About this task: Please count the lines of the listing below in which "roof" occurs, and reply with the number only.

Available records:

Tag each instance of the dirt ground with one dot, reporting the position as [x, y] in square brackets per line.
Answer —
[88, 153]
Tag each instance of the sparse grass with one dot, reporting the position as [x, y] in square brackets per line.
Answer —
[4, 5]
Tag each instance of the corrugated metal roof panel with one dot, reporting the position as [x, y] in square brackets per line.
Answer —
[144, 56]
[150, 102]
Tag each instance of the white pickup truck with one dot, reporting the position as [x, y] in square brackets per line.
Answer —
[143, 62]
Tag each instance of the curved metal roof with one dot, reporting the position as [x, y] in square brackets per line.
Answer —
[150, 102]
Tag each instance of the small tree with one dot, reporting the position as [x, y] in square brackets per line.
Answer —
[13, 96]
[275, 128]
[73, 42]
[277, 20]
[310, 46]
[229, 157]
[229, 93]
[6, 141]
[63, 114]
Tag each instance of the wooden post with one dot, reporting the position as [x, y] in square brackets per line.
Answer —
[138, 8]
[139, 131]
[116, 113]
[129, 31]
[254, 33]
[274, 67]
==
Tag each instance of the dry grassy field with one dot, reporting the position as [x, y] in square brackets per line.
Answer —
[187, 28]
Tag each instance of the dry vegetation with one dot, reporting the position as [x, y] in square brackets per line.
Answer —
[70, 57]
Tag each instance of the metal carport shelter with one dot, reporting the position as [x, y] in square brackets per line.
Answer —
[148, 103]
...
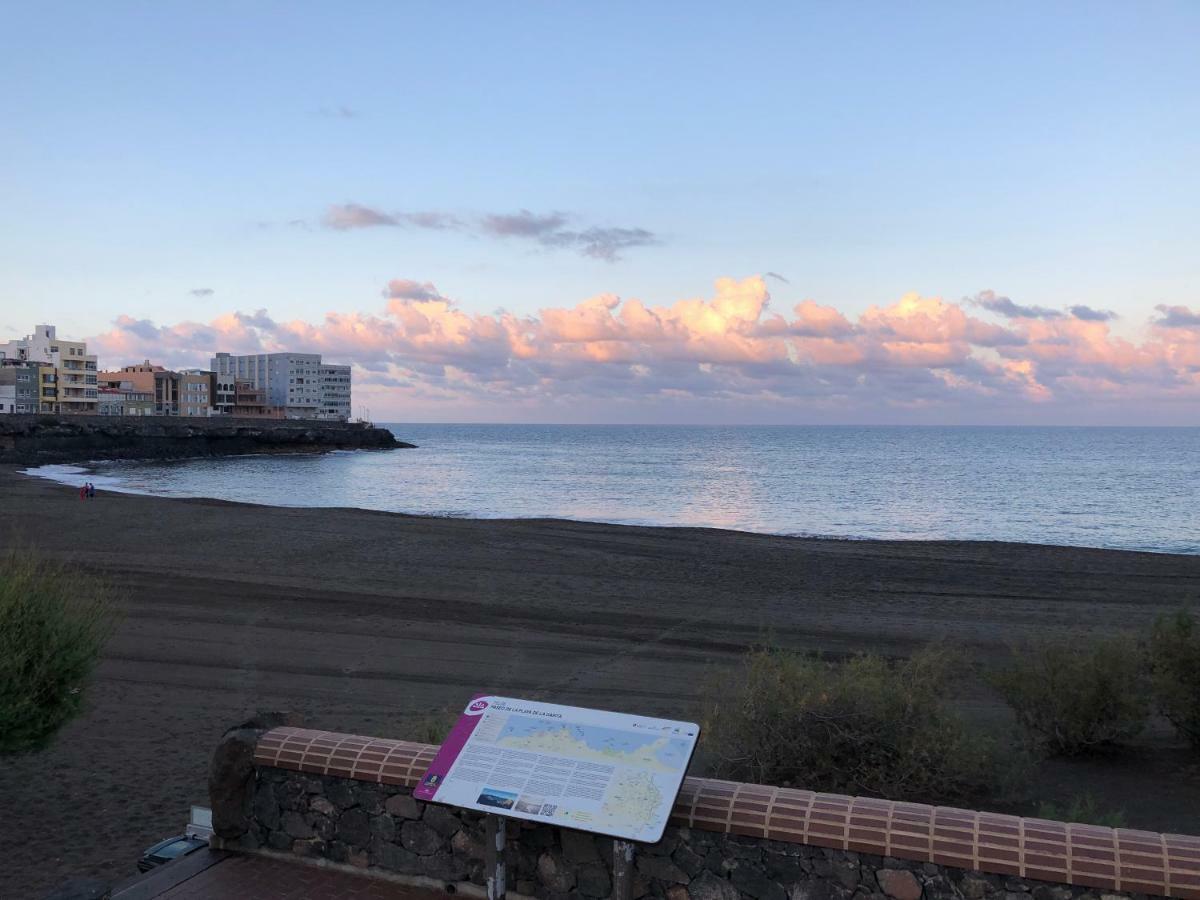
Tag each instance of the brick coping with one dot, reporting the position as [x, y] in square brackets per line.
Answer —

Exercise result: 2